● WHAT TO PRODUCE
Reproduce the passage of the course description that runs from "Visiting Lecture Course: Modelling" up to and including "smart sensor design.", word for word.
++++ EXTRACT TO READ ++++
Visiting Lecture Course: Modelling time-varying features of speech: tools and methods
- Education level
- AddCours
- Term
- Summer
- Lecturers
- External lecturers
- Michele Gubian
Short CV: Michele Gubian
Michele Gubian obtained a Master of Engineering degree from Polytechnic University of Milan (Italy) in 2004 with final thesis in automatic speech recognition carried out at STMicroelectronics labs. After that he pursued a Doctoral degree in Information and Communication Technology at the university of Trento (Italy), with a thesis on statistical methods for smart sensor design.
Since 2008 Michele works in the academic field of phonetics and psycholinguistics, mainly focusing on statistical methodologies and simulation. Between 2008 and 2014 he was with the Centre for Language and Speech Technology at the university of Nijmegen (the Netherlands), working on two projects. The first one within the Marie Curie Research Training Network Sound2Sense allowed him to develop new ideas for the statistical analysis of speech-related dynamic signals. In the second project Michele worked on a software prototype aimed at simulating some cognitive processes involved in first language acquisition. Between 2014 and 2018 Michele joined the School of Experimental Psychology at Bristol University (UK), where he worked on the development of a software platform for the simulation of cognitive processes involved in visual word recognition. Since 2018 Michele joined the Institute of Phonetics and Speech Processing at LMU Munich (Germany), where he currently works on agent-based simulation of sound change.
Abstract
The quantitative analysis of speech production, whether based on acoustic features like formant tracks (e.g. F1 and F2) or on electromagnetic articulography (EMA) or other forms of articulator imaging, involves the exploration, formulation and testing of hypotheses on some dynamic aspects of the involved signals. For example, analysing the degree of diphthongisation of a vowel in different contexts/dialects entails the analysis of (at least) F1 and F2 tracks shapes; similar considerations apply to alignment patterns of pitch accents with respect to syllable boundaries, as well as to the effects of coarticulation on the shape of one or more articulator trajectory, e.g. tongue dorsum reaching the palate to realise a closure.
In this scenario, one needs to tackle a number of technical challenges. First, the analysis has to translate curves or trajectories into quantitaties (vectors) on which statistical modelling can be applied. Such translation should be as data-driven and automated as possible, as opposed to be reliant on manual marking or any other human perception-based intervention. Second, multidimensional signals, like F1 and F2 belonging to the same vowel, need to be treated as a whole whenever possible, as opposed to running independent analyses on each dimension. Third, as signals have different durations and duration is an important aspect of speech production, appropriate methods are required to incorporate duration in the analysis of signal shapes. This is particularly important (and difficult) when signals are long, like in the case of fundamental frequency (f0) contours spanning several syllables, where different syllables can exhibit different duration patterns, while at the same time f0 contours need to be referred to the underlying syllable boundaries as if they were fixed.
++++ DATASET RECORDS ++++
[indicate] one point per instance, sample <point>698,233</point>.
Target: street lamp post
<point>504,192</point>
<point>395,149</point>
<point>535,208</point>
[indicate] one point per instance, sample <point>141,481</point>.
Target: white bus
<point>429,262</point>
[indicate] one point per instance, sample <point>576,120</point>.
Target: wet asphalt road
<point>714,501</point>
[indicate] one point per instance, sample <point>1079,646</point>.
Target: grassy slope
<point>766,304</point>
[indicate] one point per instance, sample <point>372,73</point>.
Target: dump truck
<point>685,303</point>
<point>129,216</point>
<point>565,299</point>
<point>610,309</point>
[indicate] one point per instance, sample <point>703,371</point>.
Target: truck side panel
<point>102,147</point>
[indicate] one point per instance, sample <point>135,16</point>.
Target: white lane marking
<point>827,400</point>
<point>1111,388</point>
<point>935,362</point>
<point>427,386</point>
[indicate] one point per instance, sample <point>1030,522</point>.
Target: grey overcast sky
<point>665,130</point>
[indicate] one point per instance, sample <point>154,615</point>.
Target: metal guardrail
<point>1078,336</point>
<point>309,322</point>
++++
● OUTPUT FOR THIS TASK
Visiting Lecture Course: Modelling time-varying features of speech: tools and methods
- Education level
- AddCours
- Term
- Summer
- Lecturers
- External lecturers
- Michele Gubian
Short CV: Michele Gubian
Michele Gubian obtained a Master of Engineering degree from Polytechnic University of Milan (Italy) in 2004 with final thesis in automatic speech recognition carried out at STMicroelectronics labs. After that he pursued a Doctoral degree in Information and Communication Technology at the university of Trento (Italy), with a thesis on statistical methods for smart sensor design.